Assignment: Echo the antibacterial hand-wash text starting with "The antibacterial issue" and going on through "knows what else.".

Text segment:
Many a bottle of antibacterial hand wash shouted, “Kills up to 99.99% germs!” I couldn’t have stated the problem better myself. If it kills 99.99% of germs, then it doesn’t kill .01% of germs. And the .01% of the germs are those super-duper strong ones that aren’t easily killed. And these super strong, hard-to-kill germs now have the playing field to themselves. They have no other germs to compete with. While .01% is certainly a very small number, without competition they can grow and reproduce and strengthen and do their dastardly deeds with little to get in their way. This is not a good thing. In fact, this is such a not-good-thing, that on its website, the Center for Disease Control (CDC) calls “antibiotic resistance… one of the biggest public health challenges of our time.”
Waterless Hand Sanitizers
You’ve perhaps noticed that I have discussed only wash-off antibacterial cleansers. You’re very observant.
The FDA’s ruling did not apply to waterless hand sanitizers, and as of yet, they are still collecting research on the efficacy and safety of Triclosan et al in those ubiquitous gels and sprays. However, where the FDA is yet silent, the CDC recommends, “If soap and water are not available, use an alcohol-based hand sanitizer that contains at least 60% alcohol.” The CDC goes on to state that, while still not as good as soap and water, a 60% or greater alcohol concentration is better than any other active ingredient at killing germs in a waterless situation.
The antibacterial issue goes even further than hand cleanliness, though. At the height of the antibacterial craze, which arguably is still underway, Triclosan could be found in a dizzying array of consumer goods including socks, cutting boards, sheets, makeup, deodorant, cervical collars, first aid splints, ice cream scoops, mops, underwear, shirts, shorts, pencils, binders, scissors, calculators, humidifiers, ear plugs, hockey helmets, paint, foot warmers, wallpaper, escalator handrails, air filters, towels, pet bowls, baby carriers, cart covers, vacuums, food sealers, yoga mats, coolers, grout, concrete, dog washes, horse washes, furniture, toys, and who knows what else.

Provided material:
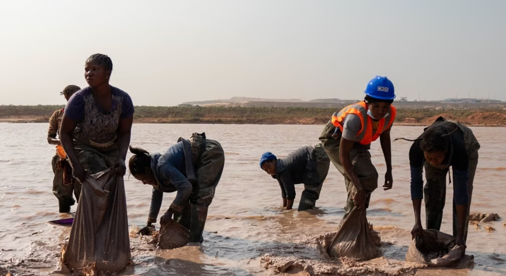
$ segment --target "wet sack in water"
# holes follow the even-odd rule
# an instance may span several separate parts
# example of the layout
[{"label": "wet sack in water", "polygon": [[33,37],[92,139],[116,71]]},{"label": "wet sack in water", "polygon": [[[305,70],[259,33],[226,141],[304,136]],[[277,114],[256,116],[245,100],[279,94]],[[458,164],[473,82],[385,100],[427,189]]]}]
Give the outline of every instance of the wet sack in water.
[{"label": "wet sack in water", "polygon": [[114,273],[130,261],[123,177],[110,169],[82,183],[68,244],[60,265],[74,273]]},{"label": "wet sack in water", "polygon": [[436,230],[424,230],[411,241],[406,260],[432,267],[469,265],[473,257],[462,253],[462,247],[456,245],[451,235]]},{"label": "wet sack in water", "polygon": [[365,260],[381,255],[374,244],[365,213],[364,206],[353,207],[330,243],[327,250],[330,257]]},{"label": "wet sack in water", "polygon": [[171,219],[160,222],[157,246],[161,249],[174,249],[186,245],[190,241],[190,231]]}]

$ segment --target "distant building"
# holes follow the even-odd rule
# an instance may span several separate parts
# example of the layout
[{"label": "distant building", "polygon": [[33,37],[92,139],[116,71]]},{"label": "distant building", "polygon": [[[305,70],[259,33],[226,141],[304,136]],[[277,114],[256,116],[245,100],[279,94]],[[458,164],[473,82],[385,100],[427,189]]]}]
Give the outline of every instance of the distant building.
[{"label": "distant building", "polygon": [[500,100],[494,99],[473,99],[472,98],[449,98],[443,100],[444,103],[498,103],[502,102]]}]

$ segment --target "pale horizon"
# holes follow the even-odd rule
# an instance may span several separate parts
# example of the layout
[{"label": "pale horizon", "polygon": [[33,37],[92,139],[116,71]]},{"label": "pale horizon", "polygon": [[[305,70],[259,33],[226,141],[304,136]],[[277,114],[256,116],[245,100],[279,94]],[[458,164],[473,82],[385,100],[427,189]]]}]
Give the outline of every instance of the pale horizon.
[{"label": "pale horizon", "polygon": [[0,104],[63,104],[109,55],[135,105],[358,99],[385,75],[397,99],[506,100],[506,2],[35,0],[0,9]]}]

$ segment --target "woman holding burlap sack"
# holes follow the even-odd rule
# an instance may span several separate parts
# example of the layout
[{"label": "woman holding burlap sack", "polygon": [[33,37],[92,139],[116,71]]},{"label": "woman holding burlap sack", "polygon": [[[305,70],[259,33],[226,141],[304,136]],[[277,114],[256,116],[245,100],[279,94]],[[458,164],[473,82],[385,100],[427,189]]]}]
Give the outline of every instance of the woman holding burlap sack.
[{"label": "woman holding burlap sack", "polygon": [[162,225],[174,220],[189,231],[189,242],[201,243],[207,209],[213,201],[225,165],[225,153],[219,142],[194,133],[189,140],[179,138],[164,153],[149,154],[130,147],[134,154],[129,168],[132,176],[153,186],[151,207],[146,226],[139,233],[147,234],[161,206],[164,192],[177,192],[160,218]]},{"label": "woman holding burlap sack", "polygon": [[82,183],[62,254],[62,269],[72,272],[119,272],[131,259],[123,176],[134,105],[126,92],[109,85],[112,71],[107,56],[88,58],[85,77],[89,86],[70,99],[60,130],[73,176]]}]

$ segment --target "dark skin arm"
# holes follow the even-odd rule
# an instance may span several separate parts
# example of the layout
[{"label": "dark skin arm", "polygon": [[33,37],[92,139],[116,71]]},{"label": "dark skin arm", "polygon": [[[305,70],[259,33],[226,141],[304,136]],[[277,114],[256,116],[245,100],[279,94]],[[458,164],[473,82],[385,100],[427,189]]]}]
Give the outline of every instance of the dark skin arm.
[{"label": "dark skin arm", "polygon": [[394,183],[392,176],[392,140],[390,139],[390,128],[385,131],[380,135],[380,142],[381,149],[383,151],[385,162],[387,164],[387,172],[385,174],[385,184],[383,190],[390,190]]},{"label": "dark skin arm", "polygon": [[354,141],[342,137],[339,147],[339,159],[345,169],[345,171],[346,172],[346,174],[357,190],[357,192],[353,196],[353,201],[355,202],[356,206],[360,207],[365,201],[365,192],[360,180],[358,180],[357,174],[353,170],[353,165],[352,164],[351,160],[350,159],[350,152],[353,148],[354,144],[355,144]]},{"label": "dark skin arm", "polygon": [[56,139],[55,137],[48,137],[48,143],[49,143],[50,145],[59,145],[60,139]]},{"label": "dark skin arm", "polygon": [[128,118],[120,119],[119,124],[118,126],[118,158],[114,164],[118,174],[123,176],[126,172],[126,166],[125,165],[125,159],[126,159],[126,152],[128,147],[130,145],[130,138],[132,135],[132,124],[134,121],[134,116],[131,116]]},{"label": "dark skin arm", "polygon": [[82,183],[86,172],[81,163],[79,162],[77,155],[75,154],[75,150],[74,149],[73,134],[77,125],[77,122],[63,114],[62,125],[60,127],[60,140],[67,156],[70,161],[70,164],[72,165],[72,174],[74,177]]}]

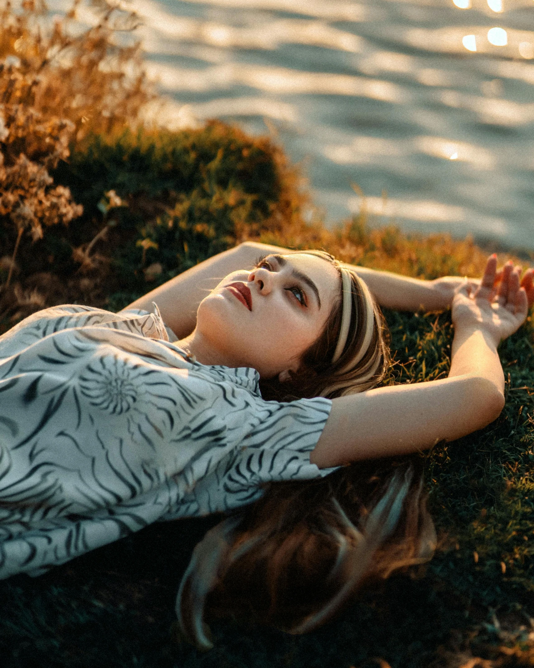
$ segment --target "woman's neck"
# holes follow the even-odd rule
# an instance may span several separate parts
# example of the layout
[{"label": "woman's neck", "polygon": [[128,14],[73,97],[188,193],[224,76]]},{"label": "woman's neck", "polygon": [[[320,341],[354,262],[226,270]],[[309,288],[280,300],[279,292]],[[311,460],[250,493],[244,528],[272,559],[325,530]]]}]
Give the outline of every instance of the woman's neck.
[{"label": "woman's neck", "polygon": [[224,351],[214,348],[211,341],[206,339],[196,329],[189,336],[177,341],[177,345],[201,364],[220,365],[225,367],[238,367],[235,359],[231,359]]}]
* * *
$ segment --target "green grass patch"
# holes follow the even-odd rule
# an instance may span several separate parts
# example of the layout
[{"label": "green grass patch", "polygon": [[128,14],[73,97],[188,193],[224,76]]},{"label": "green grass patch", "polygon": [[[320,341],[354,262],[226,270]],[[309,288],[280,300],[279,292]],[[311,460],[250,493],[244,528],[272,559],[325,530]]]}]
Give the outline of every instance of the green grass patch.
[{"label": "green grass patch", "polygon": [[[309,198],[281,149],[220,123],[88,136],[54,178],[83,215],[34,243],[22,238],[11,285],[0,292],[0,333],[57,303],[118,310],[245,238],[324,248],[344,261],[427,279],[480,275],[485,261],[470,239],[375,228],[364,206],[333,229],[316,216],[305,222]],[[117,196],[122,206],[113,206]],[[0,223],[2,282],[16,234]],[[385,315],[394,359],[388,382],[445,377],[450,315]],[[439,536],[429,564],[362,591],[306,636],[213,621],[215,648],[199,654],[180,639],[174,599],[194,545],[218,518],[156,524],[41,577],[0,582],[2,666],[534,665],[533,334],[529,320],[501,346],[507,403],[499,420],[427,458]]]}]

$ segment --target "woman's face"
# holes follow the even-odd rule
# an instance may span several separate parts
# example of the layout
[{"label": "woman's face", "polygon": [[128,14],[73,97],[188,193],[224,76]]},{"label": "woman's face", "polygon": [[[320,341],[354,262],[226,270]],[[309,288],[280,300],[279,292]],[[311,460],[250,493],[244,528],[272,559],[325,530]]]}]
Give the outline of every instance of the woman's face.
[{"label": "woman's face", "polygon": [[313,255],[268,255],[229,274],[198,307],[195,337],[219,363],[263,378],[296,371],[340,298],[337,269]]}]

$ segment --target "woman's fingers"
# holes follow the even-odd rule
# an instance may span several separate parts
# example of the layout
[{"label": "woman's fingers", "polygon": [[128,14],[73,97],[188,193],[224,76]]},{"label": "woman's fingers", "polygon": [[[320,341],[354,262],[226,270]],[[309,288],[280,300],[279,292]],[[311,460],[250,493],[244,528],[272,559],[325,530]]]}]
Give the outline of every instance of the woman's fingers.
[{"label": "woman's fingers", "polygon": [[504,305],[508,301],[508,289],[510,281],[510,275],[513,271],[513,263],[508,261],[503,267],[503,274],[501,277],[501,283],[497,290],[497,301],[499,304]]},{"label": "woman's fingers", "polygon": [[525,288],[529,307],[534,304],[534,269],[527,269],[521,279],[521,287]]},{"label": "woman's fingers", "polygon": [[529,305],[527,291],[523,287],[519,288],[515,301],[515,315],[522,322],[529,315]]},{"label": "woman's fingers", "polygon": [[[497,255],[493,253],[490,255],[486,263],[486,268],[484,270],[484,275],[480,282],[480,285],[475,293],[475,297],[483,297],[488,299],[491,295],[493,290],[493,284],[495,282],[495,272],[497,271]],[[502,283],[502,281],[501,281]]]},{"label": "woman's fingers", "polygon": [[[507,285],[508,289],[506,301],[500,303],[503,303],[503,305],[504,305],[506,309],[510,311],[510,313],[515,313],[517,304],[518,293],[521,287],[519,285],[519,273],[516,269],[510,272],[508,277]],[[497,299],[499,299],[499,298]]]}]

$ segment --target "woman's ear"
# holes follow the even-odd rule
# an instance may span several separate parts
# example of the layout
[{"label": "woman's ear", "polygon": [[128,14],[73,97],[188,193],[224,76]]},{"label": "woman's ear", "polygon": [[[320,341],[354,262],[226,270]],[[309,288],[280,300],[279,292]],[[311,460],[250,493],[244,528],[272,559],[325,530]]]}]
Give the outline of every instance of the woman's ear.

Task result:
The antibacterial issue goes even further than hand cleanliness, though. At the height of the antibacterial craze, which arguably is still underway, Triclosan could be found in a dizzying array of consumer goods including socks, cutting boards, sheets, makeup, deodorant, cervical collars, first aid splints, ice cream scoops, mops, underwear, shirts, shorts, pencils, binders, scissors, calculators, humidifiers, ear plugs, hockey helmets, paint, foot warmers, wallpaper, escalator handrails, air filters, towels, pet bowls, baby carriers, cart covers, vacuums, food sealers, yoga mats, coolers, grout, concrete, dog washes, horse washes, furniture, toys, and who knows what else.